→ Opdracht
Haal uit de rijen hieronder elke regel die het woord "woman" bevat.

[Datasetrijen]
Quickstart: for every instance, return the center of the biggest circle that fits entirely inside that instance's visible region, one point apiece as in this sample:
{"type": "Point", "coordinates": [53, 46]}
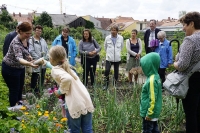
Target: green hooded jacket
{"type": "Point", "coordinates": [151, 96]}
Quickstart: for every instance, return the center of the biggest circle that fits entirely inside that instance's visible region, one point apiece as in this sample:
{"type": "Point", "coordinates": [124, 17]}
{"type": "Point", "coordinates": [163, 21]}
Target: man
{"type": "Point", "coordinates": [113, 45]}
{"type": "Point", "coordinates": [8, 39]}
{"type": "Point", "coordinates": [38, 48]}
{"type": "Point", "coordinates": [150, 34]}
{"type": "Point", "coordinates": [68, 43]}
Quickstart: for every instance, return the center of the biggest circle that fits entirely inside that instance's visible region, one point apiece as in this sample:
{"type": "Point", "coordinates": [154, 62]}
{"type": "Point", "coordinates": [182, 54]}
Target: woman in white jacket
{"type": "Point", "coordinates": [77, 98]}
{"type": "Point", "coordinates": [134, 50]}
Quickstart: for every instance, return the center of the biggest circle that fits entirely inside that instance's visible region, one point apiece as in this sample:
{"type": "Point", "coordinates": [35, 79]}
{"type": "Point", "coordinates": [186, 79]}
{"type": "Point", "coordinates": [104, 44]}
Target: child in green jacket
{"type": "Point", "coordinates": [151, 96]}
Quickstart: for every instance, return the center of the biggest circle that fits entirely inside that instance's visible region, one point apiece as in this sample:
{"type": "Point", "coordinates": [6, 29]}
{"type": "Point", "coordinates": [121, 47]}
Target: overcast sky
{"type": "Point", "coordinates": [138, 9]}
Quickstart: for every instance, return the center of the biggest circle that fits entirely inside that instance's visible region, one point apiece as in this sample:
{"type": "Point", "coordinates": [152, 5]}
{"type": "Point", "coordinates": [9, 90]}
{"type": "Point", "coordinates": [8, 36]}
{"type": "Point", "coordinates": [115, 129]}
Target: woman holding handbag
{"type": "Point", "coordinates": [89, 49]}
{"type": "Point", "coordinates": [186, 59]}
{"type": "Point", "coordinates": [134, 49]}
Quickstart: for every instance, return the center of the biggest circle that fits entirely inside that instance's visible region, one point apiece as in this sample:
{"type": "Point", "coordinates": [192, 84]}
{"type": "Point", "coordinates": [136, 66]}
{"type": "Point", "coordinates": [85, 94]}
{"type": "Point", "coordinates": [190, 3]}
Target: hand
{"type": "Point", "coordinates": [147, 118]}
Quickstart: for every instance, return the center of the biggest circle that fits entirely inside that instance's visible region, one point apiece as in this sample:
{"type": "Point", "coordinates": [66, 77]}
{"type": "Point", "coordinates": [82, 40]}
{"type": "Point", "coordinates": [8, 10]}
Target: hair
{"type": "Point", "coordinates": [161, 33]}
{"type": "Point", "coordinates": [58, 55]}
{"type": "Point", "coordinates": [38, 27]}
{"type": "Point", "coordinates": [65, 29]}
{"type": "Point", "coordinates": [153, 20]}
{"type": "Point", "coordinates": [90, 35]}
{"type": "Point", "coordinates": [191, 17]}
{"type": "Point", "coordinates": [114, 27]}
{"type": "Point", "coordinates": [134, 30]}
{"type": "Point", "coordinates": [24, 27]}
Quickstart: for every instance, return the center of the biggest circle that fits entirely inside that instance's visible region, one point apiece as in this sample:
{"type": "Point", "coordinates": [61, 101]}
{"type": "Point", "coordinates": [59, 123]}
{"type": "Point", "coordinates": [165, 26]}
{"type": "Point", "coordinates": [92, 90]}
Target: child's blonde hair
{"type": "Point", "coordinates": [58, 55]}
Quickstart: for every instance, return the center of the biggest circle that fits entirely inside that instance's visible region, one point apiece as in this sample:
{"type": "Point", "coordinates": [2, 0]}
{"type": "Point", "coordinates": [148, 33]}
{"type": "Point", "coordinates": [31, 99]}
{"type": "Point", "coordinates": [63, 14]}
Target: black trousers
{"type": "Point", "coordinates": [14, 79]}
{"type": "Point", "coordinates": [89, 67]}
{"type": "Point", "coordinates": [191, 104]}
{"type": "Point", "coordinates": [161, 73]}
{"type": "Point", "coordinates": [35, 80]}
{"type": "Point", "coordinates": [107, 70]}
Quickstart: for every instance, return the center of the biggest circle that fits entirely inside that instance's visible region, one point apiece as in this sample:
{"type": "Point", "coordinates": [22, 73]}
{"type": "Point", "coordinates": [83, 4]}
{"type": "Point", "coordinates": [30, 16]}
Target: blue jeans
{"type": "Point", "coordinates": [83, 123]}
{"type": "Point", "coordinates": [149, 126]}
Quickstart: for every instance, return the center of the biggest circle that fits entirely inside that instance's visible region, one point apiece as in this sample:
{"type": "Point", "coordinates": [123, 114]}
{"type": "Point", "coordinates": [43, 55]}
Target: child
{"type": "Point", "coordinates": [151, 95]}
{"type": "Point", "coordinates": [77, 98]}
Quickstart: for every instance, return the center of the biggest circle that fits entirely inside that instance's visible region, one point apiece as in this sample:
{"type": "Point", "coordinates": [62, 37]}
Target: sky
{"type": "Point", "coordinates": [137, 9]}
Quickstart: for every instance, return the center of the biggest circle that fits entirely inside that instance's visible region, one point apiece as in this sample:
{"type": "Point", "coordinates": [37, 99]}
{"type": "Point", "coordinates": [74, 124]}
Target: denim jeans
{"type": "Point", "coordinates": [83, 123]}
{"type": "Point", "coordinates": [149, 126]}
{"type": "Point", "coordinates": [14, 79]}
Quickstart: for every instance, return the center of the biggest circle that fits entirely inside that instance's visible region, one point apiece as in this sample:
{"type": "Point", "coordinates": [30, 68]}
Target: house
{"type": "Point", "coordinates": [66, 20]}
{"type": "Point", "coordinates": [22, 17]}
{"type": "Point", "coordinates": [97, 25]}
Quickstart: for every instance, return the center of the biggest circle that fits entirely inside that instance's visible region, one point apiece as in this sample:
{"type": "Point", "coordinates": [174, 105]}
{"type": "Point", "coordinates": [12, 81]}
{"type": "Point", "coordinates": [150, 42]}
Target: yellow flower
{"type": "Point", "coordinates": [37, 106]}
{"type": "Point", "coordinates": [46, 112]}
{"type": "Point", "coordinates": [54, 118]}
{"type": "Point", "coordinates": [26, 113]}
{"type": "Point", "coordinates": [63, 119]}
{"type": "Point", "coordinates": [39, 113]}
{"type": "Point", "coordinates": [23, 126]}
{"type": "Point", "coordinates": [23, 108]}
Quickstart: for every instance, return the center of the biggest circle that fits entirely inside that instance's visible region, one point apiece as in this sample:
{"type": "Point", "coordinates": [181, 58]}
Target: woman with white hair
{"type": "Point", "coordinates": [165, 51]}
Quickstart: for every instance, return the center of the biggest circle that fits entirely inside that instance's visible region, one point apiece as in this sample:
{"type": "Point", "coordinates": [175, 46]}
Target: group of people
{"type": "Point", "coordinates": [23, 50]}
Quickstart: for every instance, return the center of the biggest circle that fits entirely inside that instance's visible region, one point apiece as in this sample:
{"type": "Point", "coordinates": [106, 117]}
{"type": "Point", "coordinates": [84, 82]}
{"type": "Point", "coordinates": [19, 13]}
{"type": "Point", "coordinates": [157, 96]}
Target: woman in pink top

→ Resultaat
Target: woman in white jacket
Target: woman holding handbag
Target: woman with white hair
Target: woman in pink top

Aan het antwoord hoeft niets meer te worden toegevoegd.